- Problemas planteados
[1] Transcriba fielmente el fragmento del artículo sobre la violencia etarra comprendido entre "ROGELIO ALONSO, ABC" y "los Derechos Humanos.", ambos incluidos.
[2] Según el artículo sobre la violencia etarra, ¿en qué mes falleció la madre de Arnaldo Otegi?

- Texto de lectura
********

Cobardes y rebeldes frente al mal

ROGELIO ALONSO, ABC – 25/07/14

Rogelio Alonso
Rogelio Alonso

· Gracias a su socialización en la subcultura de la violencia los etarras y muchos de sus familiares glorifican el asesinato atribuyéndole una lógica a su inhumanidad. Lo hacen a través de una venenosa ideología nacionalista que pretende justificar la brutal violación de los Derechos Humanos.

Como dijo el Che, a los revolucionarios nos guían grandes y profundos sentimientos de amor por el género humano». Así pervertía el significado de las palabras Arnaldo Otegi en la carta de recuerdo a su madre, fallecida en mayo. Utilizaba su muerte como un instrumento más de propaganda para humanizar el rostro del criminal en permanente campaña. Apelando a las emociones que suscita la pérdida de una madre, politizaba la figura materna vinculándola con un proyecto político sustentado en el asesinato de seres humanos. Lo hacía con un lenguaje diseñado, como escribió George Orwell, para hacer verdadera la mentira y respetable el asesinato. La antítesis de un miembro del IRA al reconocer la vileza del terrorismo y sus coartadas: «Quienes nos creímos revolucionarios solo fuimos los mayores criminales de Irlanda».

********

- Contenido de datos
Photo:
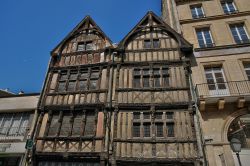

********

- Respuestas esperadas
[1]
ROGELIO ALONSO, ABC – 25/07/14

Rogelio Alonso
Rogelio Alonso

· Gracias a su socialización en la subcultura de la violencia los etarras y muchos de sus familiares glorifican el asesinato atribuyéndole una lógica a su inhumanidad. Lo hacen a través de una venenosa ideología nacionalista que pretende justificar la brutal violación de los Derechos Humanos.

[2] En mayo.